§ EXERCISE GOAL
Reproduce all of the data below with every occurrence of "rough mask" replaced by "coarse mask" and nothing else altered. Omit the pictures from your answer.

§ DATA FOR REVIEW
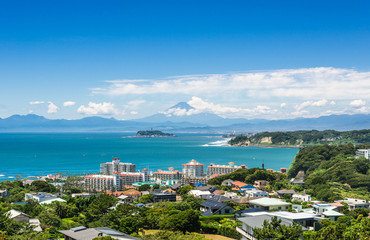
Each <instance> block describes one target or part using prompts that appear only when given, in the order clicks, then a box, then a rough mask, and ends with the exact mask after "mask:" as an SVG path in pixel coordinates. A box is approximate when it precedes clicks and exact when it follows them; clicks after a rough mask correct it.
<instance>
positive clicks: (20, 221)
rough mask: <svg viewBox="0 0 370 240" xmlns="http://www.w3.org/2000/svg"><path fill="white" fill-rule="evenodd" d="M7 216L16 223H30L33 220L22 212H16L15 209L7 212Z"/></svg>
mask: <svg viewBox="0 0 370 240" xmlns="http://www.w3.org/2000/svg"><path fill="white" fill-rule="evenodd" d="M5 215H7V216H8V218H10V219H12V220H14V221H16V222H29V220H30V219H31V216H30V215H28V214H25V213H22V212H20V211H17V210H14V209H12V210H10V211H8V212H6V213H5Z"/></svg>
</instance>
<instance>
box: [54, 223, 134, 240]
mask: <svg viewBox="0 0 370 240" xmlns="http://www.w3.org/2000/svg"><path fill="white" fill-rule="evenodd" d="M59 232H60V233H62V234H63V235H64V240H92V239H94V238H97V237H105V236H111V237H112V238H113V239H122V240H124V239H125V240H131V239H133V240H138V239H139V238H136V237H133V236H131V235H128V234H125V233H122V232H119V231H117V230H113V229H111V228H107V227H98V228H86V227H83V226H80V227H75V228H71V229H69V230H60V231H59Z"/></svg>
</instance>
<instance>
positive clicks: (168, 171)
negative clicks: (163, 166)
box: [153, 167, 184, 180]
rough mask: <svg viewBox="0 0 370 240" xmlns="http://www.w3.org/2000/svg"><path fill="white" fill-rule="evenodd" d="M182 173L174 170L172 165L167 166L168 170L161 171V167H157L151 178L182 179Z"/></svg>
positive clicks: (164, 179) (175, 179)
mask: <svg viewBox="0 0 370 240" xmlns="http://www.w3.org/2000/svg"><path fill="white" fill-rule="evenodd" d="M183 175H184V174H183V173H182V172H180V171H178V170H174V168H173V167H170V168H168V171H162V170H161V169H158V170H157V171H156V172H154V173H153V179H154V180H159V179H160V180H177V179H179V180H180V179H182V177H183Z"/></svg>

§ SOLVED PROBLEM
Each <instance> block describes one target or part using prompts that appear only when given, in the order clicks, then a box, then a coarse mask, and ends with the exact mask after "mask:" as an SVG path in pixel coordinates. A box is approximate when it precedes clicks and exact when it follows them; clicks after a coarse mask correct it.
<instance>
positive clicks: (20, 221)
coarse mask: <svg viewBox="0 0 370 240" xmlns="http://www.w3.org/2000/svg"><path fill="white" fill-rule="evenodd" d="M7 216L16 223H30L33 220L22 212H16L15 209L7 212Z"/></svg>
mask: <svg viewBox="0 0 370 240" xmlns="http://www.w3.org/2000/svg"><path fill="white" fill-rule="evenodd" d="M5 215H7V216H8V218H10V219H12V220H14V221H16V222H29V220H30V219H31V216H30V215H28V214H25V213H22V212H20V211H17V210H14V209H12V210H10V211H8V212H6V213H5Z"/></svg>
</instance>
<instance>
box: [54, 223, 134, 240]
mask: <svg viewBox="0 0 370 240" xmlns="http://www.w3.org/2000/svg"><path fill="white" fill-rule="evenodd" d="M59 232H60V233H62V234H63V235H64V240H92V239H94V238H97V237H105V236H111V237H112V238H113V239H122V240H124V239H125V240H131V239H133V240H138V239H139V238H136V237H133V236H131V235H128V234H125V233H122V232H119V231H117V230H113V229H111V228H107V227H98V228H86V227H83V226H80V227H75V228H71V229H69V230H60V231H59Z"/></svg>
</instance>
<instance>
positive clicks: (168, 171)
negative clicks: (163, 166)
box: [153, 167, 184, 180]
coarse mask: <svg viewBox="0 0 370 240" xmlns="http://www.w3.org/2000/svg"><path fill="white" fill-rule="evenodd" d="M182 173L174 170L172 165L167 166L168 170L161 171V167H157L151 178L182 179Z"/></svg>
positive clicks: (164, 179) (175, 179)
mask: <svg viewBox="0 0 370 240" xmlns="http://www.w3.org/2000/svg"><path fill="white" fill-rule="evenodd" d="M183 175H184V174H183V173H182V172H180V171H178V170H174V168H173V167H170V168H168V171H162V170H161V169H158V170H157V171H156V172H154V173H153V179H154V180H159V179H160V180H177V179H179V180H180V179H182V177H183Z"/></svg>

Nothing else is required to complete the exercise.